Drug drops PSA in men with prostate cancer
An experimental drug lowers prostate specific antigen levels — a marker for tumor growth — in men with advanced prostate cancer, U.S. researchers say.
Researchers at Memorial Sloan-Kettering Cancer Center in New York said most men with metastatic prostate cancer eventually build up resistance to the drugs that lower or block male hormones and develop a more aggressive form of the illness called castration-resistant prostate cancer, or hormone-refractory disease.
The study, published in the online version of the journal Science, said investigators studied two novel compounds, RD162 and MDV3100, and not only gained an understanding of their novel mechanism of action, but found that these agents showed activity in castration-resistant prostate cancer cells in culture and in mice.
The study also reports on a Phase 1/2 trial of MDV3100 in 30 patients with advanced castration-resistant prostate cancer and found that 22 out of 30 men showed declining PSA levels, and 43 percent had PSA levels fall by more than one-half.
Several years ago, the senior author, Dr. Charles Sawyers, and colleagues at the University of California in Los Angeles uncovered a potential reason why metastatic prostate cancer patients eventually relapse. This insight was used to discover RD162 and MDV3100, the researchers said.

◆ What is being asked
Rewrite the paragraph of the prostate cancer drug article that begins "The study also reports" as a short bulleted list that keeps its main facts. Answer using only the prostate cancer drug article.

(Point localization data)
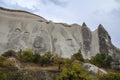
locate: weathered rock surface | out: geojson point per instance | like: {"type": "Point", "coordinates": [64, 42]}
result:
{"type": "Point", "coordinates": [93, 70]}
{"type": "Point", "coordinates": [21, 30]}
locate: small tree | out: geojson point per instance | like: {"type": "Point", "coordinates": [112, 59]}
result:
{"type": "Point", "coordinates": [73, 72]}
{"type": "Point", "coordinates": [26, 56]}
{"type": "Point", "coordinates": [78, 56]}
{"type": "Point", "coordinates": [2, 76]}
{"type": "Point", "coordinates": [110, 76]}
{"type": "Point", "coordinates": [9, 53]}
{"type": "Point", "coordinates": [101, 60]}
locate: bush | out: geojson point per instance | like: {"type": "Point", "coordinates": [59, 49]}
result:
{"type": "Point", "coordinates": [2, 76]}
{"type": "Point", "coordinates": [77, 56]}
{"type": "Point", "coordinates": [46, 59]}
{"type": "Point", "coordinates": [73, 71]}
{"type": "Point", "coordinates": [2, 59]}
{"type": "Point", "coordinates": [9, 64]}
{"type": "Point", "coordinates": [26, 56]}
{"type": "Point", "coordinates": [9, 53]}
{"type": "Point", "coordinates": [36, 58]}
{"type": "Point", "coordinates": [19, 75]}
{"type": "Point", "coordinates": [101, 60]}
{"type": "Point", "coordinates": [110, 76]}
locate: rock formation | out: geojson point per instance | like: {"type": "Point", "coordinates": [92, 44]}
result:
{"type": "Point", "coordinates": [21, 30]}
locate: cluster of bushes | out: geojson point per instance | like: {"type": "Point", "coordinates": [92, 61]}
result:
{"type": "Point", "coordinates": [46, 59]}
{"type": "Point", "coordinates": [102, 60]}
{"type": "Point", "coordinates": [71, 68]}
{"type": "Point", "coordinates": [16, 75]}
{"type": "Point", "coordinates": [109, 76]}
{"type": "Point", "coordinates": [77, 56]}
{"type": "Point", "coordinates": [73, 71]}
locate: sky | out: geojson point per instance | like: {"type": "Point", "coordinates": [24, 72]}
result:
{"type": "Point", "coordinates": [92, 12]}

◆ Solved exercise
- The study reports on a Phase 1/2 trial of MDV3100.
- The trial included 30 patients with advanced castration-resistant prostate cancer.
- PSA levels declined in 22 of the 30 men.
- In 43 percent of patients, PSA levels fell by more than one-half.